MATERIAL SUPPLIED
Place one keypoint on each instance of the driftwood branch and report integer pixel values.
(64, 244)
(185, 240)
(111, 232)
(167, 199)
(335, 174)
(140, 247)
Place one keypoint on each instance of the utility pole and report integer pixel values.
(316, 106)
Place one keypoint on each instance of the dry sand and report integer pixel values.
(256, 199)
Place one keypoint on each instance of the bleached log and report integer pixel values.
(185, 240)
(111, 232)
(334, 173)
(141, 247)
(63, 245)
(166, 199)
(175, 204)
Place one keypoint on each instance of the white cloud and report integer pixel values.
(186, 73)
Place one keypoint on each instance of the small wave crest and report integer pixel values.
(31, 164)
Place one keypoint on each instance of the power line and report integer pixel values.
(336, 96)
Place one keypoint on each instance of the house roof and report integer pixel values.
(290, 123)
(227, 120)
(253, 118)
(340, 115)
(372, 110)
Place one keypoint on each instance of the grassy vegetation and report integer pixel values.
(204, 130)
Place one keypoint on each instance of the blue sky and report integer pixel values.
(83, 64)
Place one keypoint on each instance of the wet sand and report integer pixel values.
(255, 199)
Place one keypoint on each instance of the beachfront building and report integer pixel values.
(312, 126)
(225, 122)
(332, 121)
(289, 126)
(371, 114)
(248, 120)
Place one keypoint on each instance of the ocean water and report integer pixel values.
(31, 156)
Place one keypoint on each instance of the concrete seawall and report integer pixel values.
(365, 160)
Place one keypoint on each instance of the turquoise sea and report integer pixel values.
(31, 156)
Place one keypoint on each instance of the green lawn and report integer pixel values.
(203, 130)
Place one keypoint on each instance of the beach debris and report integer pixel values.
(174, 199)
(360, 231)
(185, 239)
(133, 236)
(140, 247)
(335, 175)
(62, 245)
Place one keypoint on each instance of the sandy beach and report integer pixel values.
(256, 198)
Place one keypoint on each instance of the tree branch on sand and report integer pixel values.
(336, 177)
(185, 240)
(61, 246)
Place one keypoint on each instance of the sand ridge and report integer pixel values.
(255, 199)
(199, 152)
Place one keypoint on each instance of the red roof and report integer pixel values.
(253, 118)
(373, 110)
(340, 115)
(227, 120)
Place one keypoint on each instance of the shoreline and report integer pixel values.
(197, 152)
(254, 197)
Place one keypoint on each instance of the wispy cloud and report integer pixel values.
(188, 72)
==
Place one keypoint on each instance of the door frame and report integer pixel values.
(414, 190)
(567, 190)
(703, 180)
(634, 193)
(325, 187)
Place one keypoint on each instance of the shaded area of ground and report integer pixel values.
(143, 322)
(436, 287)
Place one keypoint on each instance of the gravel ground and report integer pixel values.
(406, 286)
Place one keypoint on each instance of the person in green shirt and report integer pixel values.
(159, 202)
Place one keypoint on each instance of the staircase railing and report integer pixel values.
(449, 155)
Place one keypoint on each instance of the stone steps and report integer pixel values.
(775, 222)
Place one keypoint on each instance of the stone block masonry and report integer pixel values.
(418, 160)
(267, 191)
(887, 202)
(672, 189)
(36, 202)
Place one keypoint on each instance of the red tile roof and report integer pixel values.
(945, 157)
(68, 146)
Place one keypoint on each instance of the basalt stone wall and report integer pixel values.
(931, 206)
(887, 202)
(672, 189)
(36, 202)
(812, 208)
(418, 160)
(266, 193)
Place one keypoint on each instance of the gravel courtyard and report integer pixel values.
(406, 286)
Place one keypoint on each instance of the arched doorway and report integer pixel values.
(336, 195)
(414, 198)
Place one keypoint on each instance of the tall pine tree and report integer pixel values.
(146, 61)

TASK TO CARRY OUT
Locate every line in the entries above that contains the word "gravel", and copy each of those lines.

SOLUTION FOR THIS EXERCISE
Place one keypoint on each instance of the gravel ground and report integer pixel values.
Place one keypoint on each instance of the gravel courtyard and report integer pixel values.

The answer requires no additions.